- _Objective_
Copy the entries verbatim, from the first line through the line that contains "Formatted like this", including that line.

- _Records supplied_

· · ·

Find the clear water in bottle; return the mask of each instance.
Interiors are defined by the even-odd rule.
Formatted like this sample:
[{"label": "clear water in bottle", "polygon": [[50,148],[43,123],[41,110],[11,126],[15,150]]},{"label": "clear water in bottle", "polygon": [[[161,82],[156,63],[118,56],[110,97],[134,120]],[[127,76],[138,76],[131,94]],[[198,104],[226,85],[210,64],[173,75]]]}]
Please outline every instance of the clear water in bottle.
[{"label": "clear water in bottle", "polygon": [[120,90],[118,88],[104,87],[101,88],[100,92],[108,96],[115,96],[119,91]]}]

· · ·

- _Correct output_
Find the clear water in bottle; return the mask of each instance.
Interiors are defined by the even-odd rule.
Formatted like this sample:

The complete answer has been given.